- [PROMPT]: Output the entries below exactly as written, omitting pictures.

- [RECORDS SUPPLIED]:
========================================================================
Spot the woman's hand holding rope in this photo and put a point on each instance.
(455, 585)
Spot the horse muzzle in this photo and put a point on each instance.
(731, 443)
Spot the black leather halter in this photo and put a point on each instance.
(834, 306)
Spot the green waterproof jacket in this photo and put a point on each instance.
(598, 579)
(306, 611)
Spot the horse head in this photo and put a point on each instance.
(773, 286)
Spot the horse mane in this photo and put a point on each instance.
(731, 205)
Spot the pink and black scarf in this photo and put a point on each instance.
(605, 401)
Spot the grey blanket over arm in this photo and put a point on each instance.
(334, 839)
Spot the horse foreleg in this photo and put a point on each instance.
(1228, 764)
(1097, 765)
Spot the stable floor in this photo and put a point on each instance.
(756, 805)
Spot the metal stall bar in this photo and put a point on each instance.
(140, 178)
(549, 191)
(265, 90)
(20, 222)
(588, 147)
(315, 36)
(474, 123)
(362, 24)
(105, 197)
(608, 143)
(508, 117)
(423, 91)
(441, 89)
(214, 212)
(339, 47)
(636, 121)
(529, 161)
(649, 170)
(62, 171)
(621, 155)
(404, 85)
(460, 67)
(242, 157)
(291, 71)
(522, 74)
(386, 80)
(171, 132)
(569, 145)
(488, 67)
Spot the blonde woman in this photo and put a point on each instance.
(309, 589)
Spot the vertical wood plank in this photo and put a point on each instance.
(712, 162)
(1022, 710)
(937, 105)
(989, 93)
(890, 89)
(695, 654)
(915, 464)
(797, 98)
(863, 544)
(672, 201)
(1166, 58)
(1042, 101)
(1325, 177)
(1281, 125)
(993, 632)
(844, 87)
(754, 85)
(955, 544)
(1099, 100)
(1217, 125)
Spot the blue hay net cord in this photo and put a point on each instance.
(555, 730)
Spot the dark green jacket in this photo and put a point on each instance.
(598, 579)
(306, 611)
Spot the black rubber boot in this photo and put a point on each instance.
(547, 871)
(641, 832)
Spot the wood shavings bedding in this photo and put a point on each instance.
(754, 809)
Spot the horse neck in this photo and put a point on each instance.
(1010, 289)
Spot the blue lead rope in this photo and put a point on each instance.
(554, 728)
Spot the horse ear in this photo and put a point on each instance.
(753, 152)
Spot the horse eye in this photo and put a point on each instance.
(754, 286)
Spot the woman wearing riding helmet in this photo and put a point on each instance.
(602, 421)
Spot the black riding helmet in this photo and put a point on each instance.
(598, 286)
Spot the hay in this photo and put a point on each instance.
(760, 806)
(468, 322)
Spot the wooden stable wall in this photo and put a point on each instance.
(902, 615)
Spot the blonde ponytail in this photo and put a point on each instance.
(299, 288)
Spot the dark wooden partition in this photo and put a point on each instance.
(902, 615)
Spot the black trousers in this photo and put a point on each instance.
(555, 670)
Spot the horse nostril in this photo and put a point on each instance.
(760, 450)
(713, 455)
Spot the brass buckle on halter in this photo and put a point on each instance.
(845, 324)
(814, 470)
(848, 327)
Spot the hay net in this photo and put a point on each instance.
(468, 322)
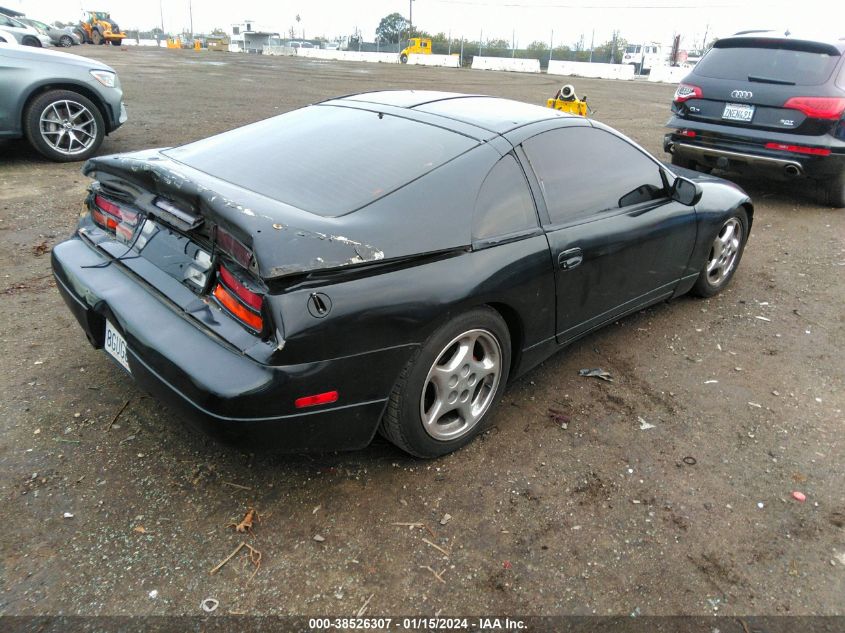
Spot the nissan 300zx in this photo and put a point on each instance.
(450, 243)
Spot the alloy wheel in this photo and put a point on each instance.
(724, 252)
(68, 127)
(461, 384)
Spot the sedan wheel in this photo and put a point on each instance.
(460, 385)
(444, 395)
(64, 126)
(724, 256)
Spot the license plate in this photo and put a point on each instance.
(738, 112)
(116, 346)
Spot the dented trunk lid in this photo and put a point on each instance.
(285, 240)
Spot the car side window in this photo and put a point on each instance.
(504, 204)
(584, 171)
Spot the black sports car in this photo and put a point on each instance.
(382, 261)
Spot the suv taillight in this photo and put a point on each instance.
(114, 218)
(817, 107)
(241, 302)
(685, 92)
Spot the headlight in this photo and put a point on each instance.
(105, 77)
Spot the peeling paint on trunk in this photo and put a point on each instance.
(287, 249)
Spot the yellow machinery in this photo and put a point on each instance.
(567, 101)
(417, 46)
(97, 27)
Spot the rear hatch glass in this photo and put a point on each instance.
(324, 159)
(791, 63)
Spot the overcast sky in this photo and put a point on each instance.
(636, 20)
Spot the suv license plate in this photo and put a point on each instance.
(116, 346)
(738, 112)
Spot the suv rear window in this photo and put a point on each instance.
(325, 159)
(788, 62)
========================================================================
- [SOLUTION TO THE EXERCISE]:
Spot the woman's hand holding rope in this photo and put a point on each instance.
(455, 585)
Spot the horse muzzle in this photo and put a point on each instance.
(731, 443)
Spot the black leather halter in this photo and put a point on each instance.
(834, 306)
Spot the green waterproof jacket in this photo and put a point on each instance.
(598, 579)
(306, 611)
Spot the horse head in this photo and put a point on each instance.
(773, 286)
Spot the horse mane in this photo and put a point on each instance.
(731, 205)
Spot the pink and black scarf in this photo and put a point on each instance.
(605, 401)
Spot the grey blanket over arm in this photo and put a point on each instance.
(334, 839)
Spot the horse foreleg in this photo and put a point on each instance.
(1228, 764)
(1097, 765)
Spot the stable floor in this photo and put a point on each instance.
(756, 805)
Spot the metal stall bar in this photo and put a point on each instance.
(140, 178)
(549, 191)
(265, 90)
(20, 222)
(588, 147)
(315, 36)
(474, 123)
(362, 24)
(105, 197)
(608, 143)
(508, 117)
(423, 91)
(441, 89)
(214, 212)
(339, 47)
(636, 121)
(529, 161)
(649, 170)
(62, 171)
(621, 155)
(404, 85)
(460, 67)
(242, 157)
(291, 71)
(522, 74)
(386, 80)
(171, 132)
(569, 145)
(488, 67)
Spot the blonde woman in this photo and put a point on each instance.
(309, 589)
Spot the vertical wood plank in this photo and put a point on each instance.
(712, 162)
(1022, 710)
(937, 105)
(989, 93)
(890, 89)
(695, 654)
(915, 464)
(797, 98)
(863, 544)
(672, 201)
(1166, 58)
(1042, 101)
(1325, 177)
(1281, 125)
(993, 632)
(844, 87)
(754, 85)
(955, 544)
(1099, 100)
(1217, 125)
Spot the blue hay net cord in this photo and put a point on each instance.
(555, 730)
Spot the dark green jacket in this photo and put a point on each instance.
(598, 579)
(306, 611)
Spot the black rubber boot in this photo and put a point on each instance.
(547, 871)
(641, 832)
Spot the wood shavings bedding in this photo and put a point on each instance.
(754, 809)
Spot the horse neck in this photo and put a point on each instance.
(1010, 289)
Spot the blue lead rope in this photo and put a point on each instance.
(554, 728)
Spot the horse ear in this photo and put a point on each instance.
(753, 152)
Spot the horse eye in this photo and put a point on each instance.
(754, 286)
Spot the woman wearing riding helmet in this photo and put a point on each instance.
(602, 421)
Spot the black riding helmet in this photo and put a point on each instance.
(598, 286)
Spot the hay in this photo and put a point on each instance.
(760, 806)
(468, 322)
Spot the wooden stable wall in this photo and put a point on each instance.
(902, 615)
Spot the blonde ponytail in this photo and put a point on each instance.
(299, 288)
Spot the dark wooden partition in this photo and put a point on each instance.
(902, 615)
Spot the black trousers in this photo and put a point on each instance.
(555, 670)
Spot the horse nostril in this photo and put a point on each instance.
(760, 450)
(713, 455)
Spot the brass buckle on halter in this photo and put a point on each instance.
(845, 324)
(814, 470)
(848, 327)
Spot the hay net in this photo and put a point on each instance.
(468, 322)
Spot the nissan 300zx in this photo and put a point on each instance.
(450, 243)
Spot the alloy wheel in this photo and put a point on each instance.
(724, 252)
(68, 127)
(461, 384)
Spot the sedan wheel in this photo and put a point on each instance.
(460, 385)
(444, 395)
(64, 126)
(724, 256)
Spot the license plate in this photo and put a point on each instance.
(738, 112)
(116, 346)
Spot the dented trunk lid in this photo and put a point on each instance.
(285, 240)
Spot the car side window in this photo and put a point on each instance.
(504, 204)
(584, 171)
Spot the black sports car in this photo and put a point on each instance.
(382, 261)
Spot the suv taillight in this photo and put a point on each instance.
(114, 218)
(817, 107)
(241, 302)
(685, 92)
Spot the headlight in this photo and put a point on each instance.
(105, 77)
Spot the peeling paint on trunk in this photo and put a point on each instance.
(287, 249)
Spot the yellow machinery in this photo and put a point on each instance.
(567, 101)
(417, 46)
(97, 27)
Spot the rear hatch glass in this photo and put a point on each instance.
(324, 159)
(791, 63)
Spot the overcast sky in this photo and put a point on each instance.
(636, 20)
Spot the suv license plate in this photo and put a point on each instance.
(116, 346)
(738, 112)
Spot the suv rear window in this photo and put a point on each instance.
(325, 159)
(788, 62)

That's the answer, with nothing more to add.